(A run of records)

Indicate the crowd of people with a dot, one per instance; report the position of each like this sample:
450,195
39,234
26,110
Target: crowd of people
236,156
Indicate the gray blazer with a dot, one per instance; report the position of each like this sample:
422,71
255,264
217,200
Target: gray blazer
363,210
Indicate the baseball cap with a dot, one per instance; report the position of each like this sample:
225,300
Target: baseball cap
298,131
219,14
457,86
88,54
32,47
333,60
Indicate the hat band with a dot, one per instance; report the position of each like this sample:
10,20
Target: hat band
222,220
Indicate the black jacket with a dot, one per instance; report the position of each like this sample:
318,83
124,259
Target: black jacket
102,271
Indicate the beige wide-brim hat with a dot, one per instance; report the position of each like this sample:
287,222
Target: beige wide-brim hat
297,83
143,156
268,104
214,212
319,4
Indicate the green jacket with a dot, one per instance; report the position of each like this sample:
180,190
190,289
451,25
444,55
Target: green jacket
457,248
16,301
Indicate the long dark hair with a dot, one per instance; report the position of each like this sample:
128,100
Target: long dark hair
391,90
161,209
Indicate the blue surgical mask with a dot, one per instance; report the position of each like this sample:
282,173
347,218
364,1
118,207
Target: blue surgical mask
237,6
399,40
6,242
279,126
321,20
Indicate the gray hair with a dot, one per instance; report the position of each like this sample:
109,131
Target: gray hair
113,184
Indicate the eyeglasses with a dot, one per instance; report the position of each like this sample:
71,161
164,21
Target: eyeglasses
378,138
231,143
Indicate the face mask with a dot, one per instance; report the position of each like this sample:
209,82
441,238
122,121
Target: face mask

EXERCISE DESCRIPTION:
Return all of the entries word for word.

EXERCISE RESPONSE:
Indicate the crowd of people with a dot, one per instance; report the position of each like this sample:
450,195
39,234
26,110
Target: crowd of people
236,156
Indicate the gray blazer with a dot, one per instance; report the position of each like this sample:
422,71
255,264
217,200
Target: gray blazer
363,210
Indicate the baseball cap with a dot, one per instance; report the position of each like this sample:
225,300
Target: baseball cap
298,131
219,14
457,86
88,54
32,47
333,60
Indicate the hat band with a dot, one per instance; report the position of each like this sample:
10,20
Target: hat band
222,220
Indicate the black jacket with a dot, one per instance; report the position of each like this sample:
318,83
124,259
Target: black jacket
102,271
Indicate the beige wide-brim hat with a dot, one per instance; report the position of each like this sample:
287,222
Target: beige wide-brim hat
297,83
143,156
268,104
214,212
319,4
Indicate the green jacket with a dot, one per instance; report the position of each like this sample:
180,190
190,289
451,25
444,55
Target: green jacket
457,248
16,301
Indicate the long dark hair with a dot, one per instance; report the position of each like this sample:
128,100
Target: long dark hair
391,90
161,209
Indicate the blue surgical mask with a dot, one per instance; report the position of each like this sample:
282,173
347,218
364,1
118,207
Target: blue surgical mask
237,6
399,40
6,242
279,126
321,20
Indicate the gray hair with a dot, one per instance; report the position of each like this sample:
109,131
Target: gray hair
113,184
Indicate the eyeglasses with a dot, one per instance; report the position of each like this sample:
71,161
164,21
Target: eyeglasses
378,138
231,143
Indicate the face mask with a dot, one per instance; report the position of each like this sample:
209,82
441,238
122,121
Target: face mask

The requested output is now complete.